● **SHORT PROBLEM**: Rewrite the records from the line containing "Target: fish scale" through the end of the records, replacing "metal" with "steel" and leaving everything else unchanged.

* BEGIN *

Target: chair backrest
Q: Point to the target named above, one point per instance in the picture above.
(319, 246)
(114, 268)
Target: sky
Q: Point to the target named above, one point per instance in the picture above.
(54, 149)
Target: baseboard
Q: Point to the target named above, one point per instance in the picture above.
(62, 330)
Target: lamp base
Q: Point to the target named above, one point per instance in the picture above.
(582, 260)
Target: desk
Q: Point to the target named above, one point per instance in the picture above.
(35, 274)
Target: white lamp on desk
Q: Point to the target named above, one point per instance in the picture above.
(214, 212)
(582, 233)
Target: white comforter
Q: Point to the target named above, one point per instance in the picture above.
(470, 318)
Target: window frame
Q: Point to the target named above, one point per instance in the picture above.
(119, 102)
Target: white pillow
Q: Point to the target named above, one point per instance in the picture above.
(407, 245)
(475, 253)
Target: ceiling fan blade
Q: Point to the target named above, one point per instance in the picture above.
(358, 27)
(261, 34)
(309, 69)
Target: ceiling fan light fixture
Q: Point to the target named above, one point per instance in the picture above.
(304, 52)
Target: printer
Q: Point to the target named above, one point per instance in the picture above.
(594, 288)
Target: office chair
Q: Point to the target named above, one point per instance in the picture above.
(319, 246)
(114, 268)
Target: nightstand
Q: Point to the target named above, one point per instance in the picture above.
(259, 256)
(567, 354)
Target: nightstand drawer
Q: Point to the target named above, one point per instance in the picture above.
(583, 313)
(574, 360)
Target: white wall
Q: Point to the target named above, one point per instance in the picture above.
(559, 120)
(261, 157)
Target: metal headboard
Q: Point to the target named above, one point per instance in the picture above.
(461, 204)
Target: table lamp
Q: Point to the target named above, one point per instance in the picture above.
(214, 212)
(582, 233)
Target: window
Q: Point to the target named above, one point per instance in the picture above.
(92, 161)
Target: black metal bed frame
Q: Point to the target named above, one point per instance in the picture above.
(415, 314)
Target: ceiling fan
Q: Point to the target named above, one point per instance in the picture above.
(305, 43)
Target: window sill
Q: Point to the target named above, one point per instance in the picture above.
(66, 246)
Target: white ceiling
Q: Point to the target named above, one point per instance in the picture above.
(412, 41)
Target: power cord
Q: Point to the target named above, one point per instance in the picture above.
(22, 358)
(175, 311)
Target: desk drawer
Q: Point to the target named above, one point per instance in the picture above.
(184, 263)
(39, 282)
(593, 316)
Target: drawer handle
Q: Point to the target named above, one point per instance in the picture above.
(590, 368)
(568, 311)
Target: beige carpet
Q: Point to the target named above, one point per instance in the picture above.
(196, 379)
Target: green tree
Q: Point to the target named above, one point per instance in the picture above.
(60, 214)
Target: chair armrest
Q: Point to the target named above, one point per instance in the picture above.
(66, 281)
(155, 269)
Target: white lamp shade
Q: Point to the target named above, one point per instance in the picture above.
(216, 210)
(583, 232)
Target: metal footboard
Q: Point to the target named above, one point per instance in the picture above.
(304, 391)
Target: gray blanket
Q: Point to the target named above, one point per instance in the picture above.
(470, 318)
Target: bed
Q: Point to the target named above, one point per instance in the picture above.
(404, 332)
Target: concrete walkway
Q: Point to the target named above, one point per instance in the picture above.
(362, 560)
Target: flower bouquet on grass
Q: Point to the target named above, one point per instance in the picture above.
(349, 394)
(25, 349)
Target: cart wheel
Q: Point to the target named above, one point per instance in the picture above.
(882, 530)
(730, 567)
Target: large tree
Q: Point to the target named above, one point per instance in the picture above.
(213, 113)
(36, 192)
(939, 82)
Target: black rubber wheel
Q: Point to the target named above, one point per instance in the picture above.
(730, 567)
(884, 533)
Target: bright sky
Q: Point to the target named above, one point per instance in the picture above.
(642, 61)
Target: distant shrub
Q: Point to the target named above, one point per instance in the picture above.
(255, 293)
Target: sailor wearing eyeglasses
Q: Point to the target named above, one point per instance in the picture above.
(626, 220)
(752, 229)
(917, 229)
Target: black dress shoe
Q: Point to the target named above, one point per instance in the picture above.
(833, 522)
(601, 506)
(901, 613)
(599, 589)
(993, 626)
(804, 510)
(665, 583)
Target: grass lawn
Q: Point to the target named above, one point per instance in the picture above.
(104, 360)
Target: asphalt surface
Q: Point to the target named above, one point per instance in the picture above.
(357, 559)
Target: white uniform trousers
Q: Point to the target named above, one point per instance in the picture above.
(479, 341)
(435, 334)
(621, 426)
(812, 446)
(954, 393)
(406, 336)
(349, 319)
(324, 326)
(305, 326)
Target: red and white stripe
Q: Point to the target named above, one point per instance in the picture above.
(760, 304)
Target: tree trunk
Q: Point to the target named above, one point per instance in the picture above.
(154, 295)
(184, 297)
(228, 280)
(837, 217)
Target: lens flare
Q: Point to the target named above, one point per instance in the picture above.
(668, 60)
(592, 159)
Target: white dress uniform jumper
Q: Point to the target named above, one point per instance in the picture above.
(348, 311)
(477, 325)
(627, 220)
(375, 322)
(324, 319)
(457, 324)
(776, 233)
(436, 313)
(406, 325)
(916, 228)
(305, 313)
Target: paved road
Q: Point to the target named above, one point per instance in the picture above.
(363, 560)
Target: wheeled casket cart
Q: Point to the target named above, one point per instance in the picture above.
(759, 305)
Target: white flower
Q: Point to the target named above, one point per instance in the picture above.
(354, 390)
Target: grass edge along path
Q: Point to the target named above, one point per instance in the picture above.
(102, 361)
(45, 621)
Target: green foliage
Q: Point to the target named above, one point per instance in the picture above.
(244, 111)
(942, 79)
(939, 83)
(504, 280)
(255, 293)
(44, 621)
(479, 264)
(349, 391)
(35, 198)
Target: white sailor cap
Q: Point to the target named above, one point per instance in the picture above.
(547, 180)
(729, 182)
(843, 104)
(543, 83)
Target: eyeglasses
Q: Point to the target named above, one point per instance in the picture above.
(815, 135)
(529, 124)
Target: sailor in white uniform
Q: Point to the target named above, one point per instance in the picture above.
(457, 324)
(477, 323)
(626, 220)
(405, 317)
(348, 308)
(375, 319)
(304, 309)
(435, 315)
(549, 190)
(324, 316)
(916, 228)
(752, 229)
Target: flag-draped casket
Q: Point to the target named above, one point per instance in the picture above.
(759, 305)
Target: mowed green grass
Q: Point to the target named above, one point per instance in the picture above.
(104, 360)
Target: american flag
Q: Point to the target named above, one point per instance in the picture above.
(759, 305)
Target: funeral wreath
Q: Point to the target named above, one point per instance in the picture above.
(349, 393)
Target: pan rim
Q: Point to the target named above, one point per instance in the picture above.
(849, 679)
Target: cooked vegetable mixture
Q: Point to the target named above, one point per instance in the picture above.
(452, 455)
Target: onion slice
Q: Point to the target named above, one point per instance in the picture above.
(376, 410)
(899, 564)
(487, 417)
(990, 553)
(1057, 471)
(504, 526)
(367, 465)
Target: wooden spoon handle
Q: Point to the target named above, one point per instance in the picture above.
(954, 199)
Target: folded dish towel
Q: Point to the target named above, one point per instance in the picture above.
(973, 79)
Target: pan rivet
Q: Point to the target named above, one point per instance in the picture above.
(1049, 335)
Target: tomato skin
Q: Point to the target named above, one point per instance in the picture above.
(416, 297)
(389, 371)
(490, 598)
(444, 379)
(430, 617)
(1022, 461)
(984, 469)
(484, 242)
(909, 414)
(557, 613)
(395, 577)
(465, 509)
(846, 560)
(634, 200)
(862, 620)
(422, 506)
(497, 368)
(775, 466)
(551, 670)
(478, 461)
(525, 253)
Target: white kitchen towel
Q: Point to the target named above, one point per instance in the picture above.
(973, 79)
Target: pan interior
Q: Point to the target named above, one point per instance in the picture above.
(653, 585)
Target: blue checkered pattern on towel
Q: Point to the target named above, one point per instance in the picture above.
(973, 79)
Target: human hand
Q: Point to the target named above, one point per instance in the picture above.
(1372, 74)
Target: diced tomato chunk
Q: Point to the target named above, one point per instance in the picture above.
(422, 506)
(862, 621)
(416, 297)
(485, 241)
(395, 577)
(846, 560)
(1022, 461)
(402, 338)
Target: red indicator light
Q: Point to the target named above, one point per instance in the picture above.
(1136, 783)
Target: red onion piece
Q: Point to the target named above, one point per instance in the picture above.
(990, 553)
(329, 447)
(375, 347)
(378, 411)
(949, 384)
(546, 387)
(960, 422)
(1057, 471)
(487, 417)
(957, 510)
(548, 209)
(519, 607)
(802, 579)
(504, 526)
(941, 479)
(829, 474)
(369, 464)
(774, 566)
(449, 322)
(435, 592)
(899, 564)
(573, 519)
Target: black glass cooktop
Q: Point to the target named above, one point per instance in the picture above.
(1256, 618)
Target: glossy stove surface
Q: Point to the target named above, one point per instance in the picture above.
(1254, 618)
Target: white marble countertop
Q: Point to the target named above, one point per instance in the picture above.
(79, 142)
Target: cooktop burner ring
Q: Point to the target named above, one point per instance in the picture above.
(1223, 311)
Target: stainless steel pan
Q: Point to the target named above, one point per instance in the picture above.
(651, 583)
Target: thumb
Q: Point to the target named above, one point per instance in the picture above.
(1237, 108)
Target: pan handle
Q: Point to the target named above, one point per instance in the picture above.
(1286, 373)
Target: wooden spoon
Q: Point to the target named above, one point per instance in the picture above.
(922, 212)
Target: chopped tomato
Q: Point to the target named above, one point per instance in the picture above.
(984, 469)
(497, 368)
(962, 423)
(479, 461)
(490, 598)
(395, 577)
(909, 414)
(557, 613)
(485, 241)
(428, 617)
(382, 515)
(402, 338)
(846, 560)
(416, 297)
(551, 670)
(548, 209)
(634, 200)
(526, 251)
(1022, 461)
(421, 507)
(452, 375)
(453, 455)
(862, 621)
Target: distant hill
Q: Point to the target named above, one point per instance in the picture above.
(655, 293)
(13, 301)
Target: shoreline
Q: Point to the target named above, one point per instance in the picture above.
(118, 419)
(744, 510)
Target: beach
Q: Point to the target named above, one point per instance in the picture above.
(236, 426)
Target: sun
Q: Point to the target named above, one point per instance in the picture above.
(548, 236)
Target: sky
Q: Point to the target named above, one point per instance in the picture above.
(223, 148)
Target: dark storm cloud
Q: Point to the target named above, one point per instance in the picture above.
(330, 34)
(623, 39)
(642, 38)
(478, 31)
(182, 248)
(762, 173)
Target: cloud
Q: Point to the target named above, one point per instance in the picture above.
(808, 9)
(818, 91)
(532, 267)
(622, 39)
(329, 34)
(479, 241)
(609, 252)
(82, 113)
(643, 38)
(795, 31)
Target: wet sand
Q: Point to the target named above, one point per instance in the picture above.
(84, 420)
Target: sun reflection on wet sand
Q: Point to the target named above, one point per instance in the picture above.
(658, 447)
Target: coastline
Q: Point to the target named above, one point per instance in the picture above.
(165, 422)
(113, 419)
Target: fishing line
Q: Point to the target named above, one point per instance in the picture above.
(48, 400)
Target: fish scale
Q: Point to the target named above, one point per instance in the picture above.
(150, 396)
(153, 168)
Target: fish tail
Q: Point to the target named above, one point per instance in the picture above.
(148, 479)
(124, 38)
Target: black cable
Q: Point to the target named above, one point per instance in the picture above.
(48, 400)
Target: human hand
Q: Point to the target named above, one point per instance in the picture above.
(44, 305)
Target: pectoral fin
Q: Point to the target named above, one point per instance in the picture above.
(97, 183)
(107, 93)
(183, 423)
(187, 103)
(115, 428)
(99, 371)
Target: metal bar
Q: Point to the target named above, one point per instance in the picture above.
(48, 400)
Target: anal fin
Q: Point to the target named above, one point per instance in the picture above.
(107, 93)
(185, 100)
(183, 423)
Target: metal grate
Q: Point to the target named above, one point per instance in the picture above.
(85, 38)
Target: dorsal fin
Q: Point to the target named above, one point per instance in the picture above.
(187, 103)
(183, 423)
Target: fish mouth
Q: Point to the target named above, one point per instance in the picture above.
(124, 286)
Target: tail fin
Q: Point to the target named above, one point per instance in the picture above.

* END *

● **EXERCISE RESPONSE**:
Target: fish scale
Q: Point to the target named above, one point per instance in the picture above.
(150, 396)
(153, 168)
Target: fish tail
Q: Point to the target named above, one point per instance in the picture above.
(148, 479)
(124, 38)
Target: black cable
Q: Point to the target named above, one point per instance in the picture above.
(48, 400)
Target: human hand
Q: Point to the target named above, one point per instance in the picture above.
(44, 305)
Target: pectoral fin
Q: Point to the target named above, one point per instance in the picture above.
(97, 183)
(107, 93)
(183, 423)
(187, 103)
(115, 428)
(99, 371)
Target: steel bar
Q: Point to the target named above, one point per instance in the picture above.
(48, 400)
Target: anal fin
Q: Point to the target named above, one point per instance in the picture above.
(107, 93)
(185, 100)
(183, 423)
Target: steel grate
Q: Point to the target named above, one point per instance in the picture above.
(85, 38)
Target: dorsal fin
Q: Point to the target named above, one point per instance in the picture above.
(187, 103)
(183, 423)
Target: fish mouth
Q: Point to the target named above, one point per instance in the picture above.
(124, 286)
Target: tail fin
Q: Point to the target named above, one point per instance in the picture above.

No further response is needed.